** WRITTEN PROBLEM **
Pull out every line of the records that contains the word "Segment".

** DATA TO USE **
>> START
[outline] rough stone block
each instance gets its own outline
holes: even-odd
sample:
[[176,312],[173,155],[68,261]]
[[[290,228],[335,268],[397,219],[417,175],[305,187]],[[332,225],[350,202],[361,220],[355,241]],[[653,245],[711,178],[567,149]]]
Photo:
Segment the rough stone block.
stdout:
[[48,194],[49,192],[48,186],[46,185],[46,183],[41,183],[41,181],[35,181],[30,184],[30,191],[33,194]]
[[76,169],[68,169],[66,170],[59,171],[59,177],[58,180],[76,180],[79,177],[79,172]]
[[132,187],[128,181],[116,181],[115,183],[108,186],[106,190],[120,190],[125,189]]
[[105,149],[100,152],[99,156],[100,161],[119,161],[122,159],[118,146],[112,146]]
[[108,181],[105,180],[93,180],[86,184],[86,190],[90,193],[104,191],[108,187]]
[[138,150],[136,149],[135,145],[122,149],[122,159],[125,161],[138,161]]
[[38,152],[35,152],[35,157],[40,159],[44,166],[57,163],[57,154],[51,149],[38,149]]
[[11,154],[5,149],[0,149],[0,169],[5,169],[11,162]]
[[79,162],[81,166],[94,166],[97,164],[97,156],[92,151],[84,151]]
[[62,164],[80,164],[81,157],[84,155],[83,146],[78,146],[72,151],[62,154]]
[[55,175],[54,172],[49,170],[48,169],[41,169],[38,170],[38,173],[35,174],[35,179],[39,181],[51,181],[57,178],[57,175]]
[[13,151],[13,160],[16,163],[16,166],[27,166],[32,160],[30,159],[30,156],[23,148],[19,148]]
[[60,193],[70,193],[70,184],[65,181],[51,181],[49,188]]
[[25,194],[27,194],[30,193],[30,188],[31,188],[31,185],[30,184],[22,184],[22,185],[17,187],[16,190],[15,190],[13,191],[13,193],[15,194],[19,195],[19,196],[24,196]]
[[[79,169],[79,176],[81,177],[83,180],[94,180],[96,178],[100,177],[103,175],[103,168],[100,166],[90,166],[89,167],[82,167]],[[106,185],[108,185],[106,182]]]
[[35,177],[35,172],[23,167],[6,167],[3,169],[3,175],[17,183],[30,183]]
>> END
>> START
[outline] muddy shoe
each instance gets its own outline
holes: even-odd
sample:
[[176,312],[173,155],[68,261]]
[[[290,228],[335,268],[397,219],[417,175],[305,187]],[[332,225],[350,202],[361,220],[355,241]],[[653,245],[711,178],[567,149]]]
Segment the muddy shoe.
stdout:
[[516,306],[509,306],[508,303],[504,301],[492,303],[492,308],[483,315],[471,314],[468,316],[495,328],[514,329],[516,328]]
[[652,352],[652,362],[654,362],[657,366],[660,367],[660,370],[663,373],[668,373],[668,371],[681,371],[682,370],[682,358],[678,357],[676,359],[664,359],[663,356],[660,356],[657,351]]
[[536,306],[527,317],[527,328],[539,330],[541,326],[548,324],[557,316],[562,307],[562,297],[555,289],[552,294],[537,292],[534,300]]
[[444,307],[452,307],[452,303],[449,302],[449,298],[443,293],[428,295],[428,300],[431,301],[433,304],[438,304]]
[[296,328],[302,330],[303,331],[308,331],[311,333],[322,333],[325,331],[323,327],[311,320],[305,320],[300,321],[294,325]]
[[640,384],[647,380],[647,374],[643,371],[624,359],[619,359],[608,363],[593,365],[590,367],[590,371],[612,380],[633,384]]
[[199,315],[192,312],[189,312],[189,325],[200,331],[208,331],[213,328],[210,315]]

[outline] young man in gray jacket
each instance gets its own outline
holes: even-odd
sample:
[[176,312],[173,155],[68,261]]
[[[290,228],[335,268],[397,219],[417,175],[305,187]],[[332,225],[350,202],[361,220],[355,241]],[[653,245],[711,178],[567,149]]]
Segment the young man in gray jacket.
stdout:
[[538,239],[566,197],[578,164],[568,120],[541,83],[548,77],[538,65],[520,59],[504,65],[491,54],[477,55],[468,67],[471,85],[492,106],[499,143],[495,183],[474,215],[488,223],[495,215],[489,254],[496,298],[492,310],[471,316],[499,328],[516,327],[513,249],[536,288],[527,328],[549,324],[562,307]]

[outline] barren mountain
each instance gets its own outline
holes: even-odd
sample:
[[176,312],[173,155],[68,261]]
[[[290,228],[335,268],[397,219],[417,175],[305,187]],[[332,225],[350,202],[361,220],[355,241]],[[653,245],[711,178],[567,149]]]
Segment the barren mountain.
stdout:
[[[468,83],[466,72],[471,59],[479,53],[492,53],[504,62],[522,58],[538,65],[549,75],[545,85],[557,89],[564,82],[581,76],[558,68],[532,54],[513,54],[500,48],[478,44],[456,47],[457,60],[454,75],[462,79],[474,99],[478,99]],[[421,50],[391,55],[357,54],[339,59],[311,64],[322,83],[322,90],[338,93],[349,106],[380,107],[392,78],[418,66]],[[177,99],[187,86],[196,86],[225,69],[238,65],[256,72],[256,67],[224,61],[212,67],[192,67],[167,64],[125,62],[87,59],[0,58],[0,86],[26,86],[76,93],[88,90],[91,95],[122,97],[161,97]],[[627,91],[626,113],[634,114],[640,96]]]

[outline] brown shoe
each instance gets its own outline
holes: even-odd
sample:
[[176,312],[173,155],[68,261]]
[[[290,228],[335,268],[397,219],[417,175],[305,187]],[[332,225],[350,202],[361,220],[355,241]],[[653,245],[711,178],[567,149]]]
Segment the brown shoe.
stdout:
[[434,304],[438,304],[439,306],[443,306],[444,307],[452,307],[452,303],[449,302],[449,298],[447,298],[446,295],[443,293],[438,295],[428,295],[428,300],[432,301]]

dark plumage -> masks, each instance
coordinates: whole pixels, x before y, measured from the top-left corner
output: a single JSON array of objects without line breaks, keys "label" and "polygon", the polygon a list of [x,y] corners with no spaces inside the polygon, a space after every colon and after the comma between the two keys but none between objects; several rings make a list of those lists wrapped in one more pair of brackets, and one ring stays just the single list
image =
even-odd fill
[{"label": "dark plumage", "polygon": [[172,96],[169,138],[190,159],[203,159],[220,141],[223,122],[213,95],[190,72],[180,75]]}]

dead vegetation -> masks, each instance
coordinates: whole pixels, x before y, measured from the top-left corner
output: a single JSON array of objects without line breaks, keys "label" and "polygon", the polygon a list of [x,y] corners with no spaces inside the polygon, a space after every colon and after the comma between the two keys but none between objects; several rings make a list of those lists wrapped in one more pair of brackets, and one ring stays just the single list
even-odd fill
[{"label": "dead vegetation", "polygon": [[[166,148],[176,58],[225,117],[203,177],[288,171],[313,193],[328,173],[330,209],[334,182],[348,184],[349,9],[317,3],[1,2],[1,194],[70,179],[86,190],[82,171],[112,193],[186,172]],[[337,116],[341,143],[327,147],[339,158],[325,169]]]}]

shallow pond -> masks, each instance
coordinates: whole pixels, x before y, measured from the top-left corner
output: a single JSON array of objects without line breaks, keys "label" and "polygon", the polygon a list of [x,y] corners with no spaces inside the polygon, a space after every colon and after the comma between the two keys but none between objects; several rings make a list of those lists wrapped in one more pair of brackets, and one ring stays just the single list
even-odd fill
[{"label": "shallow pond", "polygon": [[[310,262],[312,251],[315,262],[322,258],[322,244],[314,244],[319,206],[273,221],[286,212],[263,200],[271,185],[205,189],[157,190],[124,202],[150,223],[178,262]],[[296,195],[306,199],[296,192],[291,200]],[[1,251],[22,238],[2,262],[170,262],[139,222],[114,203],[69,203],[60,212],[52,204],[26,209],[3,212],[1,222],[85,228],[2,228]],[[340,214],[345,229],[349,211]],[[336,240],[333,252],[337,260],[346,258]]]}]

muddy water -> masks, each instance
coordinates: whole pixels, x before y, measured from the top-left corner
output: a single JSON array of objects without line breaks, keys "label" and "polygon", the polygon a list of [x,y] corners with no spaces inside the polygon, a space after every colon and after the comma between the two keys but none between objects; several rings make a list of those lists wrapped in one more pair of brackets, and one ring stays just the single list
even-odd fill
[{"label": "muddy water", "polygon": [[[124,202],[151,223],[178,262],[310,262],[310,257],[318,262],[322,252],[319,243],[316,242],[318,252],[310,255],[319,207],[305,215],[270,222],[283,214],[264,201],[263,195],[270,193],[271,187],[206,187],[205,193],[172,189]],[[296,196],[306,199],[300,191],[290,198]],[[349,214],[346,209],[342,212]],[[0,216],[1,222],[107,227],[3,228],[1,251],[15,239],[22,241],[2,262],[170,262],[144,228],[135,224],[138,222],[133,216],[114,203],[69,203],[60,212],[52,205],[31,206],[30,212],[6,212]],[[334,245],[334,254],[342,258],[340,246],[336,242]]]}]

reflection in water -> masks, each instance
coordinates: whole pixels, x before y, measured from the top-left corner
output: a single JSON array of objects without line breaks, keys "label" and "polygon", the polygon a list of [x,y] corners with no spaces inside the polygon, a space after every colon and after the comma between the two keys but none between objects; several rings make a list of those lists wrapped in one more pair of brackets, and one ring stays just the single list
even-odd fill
>> END
>> START
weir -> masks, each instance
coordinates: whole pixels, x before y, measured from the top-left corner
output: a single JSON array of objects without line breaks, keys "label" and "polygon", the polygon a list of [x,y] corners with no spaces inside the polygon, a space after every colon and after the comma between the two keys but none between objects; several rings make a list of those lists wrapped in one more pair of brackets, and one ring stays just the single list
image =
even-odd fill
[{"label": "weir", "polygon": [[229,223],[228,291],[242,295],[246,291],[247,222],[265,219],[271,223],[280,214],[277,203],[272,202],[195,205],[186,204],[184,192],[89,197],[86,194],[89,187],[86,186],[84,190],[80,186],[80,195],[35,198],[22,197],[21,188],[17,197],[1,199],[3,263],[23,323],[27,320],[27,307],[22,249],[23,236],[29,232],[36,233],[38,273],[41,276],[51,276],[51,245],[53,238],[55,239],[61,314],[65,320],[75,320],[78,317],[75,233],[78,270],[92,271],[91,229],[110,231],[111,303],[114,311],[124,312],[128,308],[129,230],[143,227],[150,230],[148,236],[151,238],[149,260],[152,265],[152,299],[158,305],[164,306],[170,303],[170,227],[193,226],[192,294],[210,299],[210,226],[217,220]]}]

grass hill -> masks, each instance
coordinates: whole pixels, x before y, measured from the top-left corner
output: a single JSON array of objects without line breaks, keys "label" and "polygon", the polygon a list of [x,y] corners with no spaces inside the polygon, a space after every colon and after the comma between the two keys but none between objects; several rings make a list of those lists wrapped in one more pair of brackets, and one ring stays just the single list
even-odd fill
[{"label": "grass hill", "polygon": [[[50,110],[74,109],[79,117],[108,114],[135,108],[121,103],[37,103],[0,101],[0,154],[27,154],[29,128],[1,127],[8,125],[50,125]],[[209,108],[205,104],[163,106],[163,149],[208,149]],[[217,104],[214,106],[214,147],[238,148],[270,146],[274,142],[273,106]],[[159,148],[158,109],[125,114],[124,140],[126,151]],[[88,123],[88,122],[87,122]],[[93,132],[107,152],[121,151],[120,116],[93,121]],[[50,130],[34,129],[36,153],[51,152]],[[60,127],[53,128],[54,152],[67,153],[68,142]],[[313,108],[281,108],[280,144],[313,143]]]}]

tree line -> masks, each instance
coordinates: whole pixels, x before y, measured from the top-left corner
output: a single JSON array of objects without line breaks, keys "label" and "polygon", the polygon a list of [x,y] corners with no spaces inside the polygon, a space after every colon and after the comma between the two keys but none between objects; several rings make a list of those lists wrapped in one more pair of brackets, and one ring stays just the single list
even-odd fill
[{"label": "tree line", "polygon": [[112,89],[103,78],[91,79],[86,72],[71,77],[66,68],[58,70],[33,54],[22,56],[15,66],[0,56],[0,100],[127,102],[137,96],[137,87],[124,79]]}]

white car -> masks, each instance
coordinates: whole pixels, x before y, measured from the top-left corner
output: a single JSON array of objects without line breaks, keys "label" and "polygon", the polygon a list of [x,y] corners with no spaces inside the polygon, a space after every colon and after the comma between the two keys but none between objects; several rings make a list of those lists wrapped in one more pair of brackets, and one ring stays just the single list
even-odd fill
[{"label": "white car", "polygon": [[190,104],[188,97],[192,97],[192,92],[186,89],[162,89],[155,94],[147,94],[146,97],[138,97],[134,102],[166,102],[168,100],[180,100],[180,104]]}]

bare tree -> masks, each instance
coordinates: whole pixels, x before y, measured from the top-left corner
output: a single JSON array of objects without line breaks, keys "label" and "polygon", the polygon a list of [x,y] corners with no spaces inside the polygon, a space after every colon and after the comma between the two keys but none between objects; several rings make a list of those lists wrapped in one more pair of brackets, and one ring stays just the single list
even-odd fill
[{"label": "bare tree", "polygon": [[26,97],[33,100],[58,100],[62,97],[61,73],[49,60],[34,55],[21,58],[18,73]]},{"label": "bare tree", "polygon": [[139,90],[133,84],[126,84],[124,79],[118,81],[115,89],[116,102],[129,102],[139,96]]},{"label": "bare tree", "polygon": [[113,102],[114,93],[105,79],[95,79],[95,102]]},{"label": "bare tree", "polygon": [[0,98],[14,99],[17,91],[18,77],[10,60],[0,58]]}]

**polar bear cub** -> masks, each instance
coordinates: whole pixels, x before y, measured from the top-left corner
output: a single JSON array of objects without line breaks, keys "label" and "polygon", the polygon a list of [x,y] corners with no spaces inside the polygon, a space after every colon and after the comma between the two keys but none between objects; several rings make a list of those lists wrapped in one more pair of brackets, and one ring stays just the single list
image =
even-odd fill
>> END
** SOLUTION BELOW **
Segment the rough stone block.
Segment the muddy shoe.
Segment the young man in gray jacket.
Segment the barren mountain.
Segment the brown shoe.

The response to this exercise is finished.